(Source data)
┏━━
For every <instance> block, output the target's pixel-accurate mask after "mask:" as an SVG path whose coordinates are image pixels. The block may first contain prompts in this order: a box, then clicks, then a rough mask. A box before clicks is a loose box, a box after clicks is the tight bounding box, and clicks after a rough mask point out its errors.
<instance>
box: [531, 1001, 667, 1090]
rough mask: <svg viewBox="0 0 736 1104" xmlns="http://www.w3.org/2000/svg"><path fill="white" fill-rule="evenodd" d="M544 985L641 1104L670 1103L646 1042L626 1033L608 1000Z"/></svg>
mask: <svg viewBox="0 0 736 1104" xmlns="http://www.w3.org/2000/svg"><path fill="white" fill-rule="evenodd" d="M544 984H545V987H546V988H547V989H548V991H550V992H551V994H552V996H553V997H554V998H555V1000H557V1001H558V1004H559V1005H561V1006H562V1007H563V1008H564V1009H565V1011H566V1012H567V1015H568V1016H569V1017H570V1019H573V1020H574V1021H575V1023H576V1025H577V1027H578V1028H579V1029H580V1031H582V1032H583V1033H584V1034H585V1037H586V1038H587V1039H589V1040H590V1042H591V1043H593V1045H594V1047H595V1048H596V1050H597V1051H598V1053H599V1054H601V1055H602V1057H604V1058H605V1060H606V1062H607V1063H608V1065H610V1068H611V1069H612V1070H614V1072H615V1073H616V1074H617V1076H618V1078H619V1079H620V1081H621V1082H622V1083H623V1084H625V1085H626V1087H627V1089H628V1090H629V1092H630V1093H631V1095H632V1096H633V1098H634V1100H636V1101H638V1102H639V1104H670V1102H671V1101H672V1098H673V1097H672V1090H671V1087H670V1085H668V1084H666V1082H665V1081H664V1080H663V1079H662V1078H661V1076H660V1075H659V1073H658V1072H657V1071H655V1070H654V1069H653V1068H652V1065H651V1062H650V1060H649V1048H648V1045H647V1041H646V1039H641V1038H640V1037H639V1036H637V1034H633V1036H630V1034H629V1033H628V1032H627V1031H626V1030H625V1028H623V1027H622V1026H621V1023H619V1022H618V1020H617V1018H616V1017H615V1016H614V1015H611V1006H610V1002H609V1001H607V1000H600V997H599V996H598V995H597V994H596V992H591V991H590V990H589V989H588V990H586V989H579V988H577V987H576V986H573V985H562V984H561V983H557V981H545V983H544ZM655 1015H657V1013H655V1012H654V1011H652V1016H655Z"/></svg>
┗━━
Copy all of the entries above exactly as shown.

# [Result of this exercise]
For every <instance> block, output the target's pixel-accurate mask after "mask:" as an SVG path whose coordinates are image pixels. The block may first contain prompts in this order: a box, then clicks, then a rough mask. A box before clicks is a loose box, a box after clicks is the tight bounding box, and clicks after a rough mask point out its errors.
<instance>
box: [531, 1001, 667, 1090]
rough mask: <svg viewBox="0 0 736 1104" xmlns="http://www.w3.org/2000/svg"><path fill="white" fill-rule="evenodd" d="M544 985L641 1104L670 1103L646 1042L626 1033L608 1000Z"/></svg>
mask: <svg viewBox="0 0 736 1104" xmlns="http://www.w3.org/2000/svg"><path fill="white" fill-rule="evenodd" d="M544 984H545V987H546V988H547V989H548V991H550V992H551V994H552V996H553V997H554V998H555V1000H557V1001H558V1004H559V1005H561V1006H562V1007H563V1008H564V1009H565V1011H566V1012H567V1015H568V1016H569V1017H570V1019H573V1020H574V1021H575V1023H576V1025H577V1027H578V1028H579V1029H580V1031H582V1032H583V1033H584V1034H585V1037H586V1038H587V1039H589V1040H590V1042H591V1043H593V1045H594V1047H595V1048H596V1050H597V1051H598V1053H599V1054H601V1055H602V1057H604V1058H605V1060H606V1062H607V1063H608V1065H610V1068H611V1069H612V1070H614V1072H615V1073H616V1074H617V1076H618V1078H619V1079H620V1081H621V1082H622V1083H623V1084H625V1085H626V1087H627V1089H628V1090H629V1092H630V1093H631V1095H632V1096H633V1098H634V1100H636V1101H638V1102H639V1104H670V1102H671V1101H672V1098H673V1097H672V1090H671V1087H670V1085H668V1084H666V1082H665V1081H664V1080H663V1079H662V1078H661V1076H660V1075H659V1073H658V1072H657V1071H655V1070H654V1069H653V1068H652V1065H651V1062H650V1060H649V1048H648V1045H647V1041H646V1039H641V1038H640V1037H639V1036H637V1034H633V1036H630V1034H629V1033H628V1032H627V1031H626V1030H625V1028H623V1027H622V1026H621V1023H619V1022H618V1020H617V1018H616V1017H615V1016H614V1015H611V1006H610V1002H609V1001H607V1000H600V997H599V996H598V995H597V994H596V992H591V991H590V990H589V989H588V990H586V989H579V988H577V987H576V986H573V985H562V984H561V983H557V981H545V983H544ZM655 1015H657V1013H655V1012H654V1011H652V1016H655Z"/></svg>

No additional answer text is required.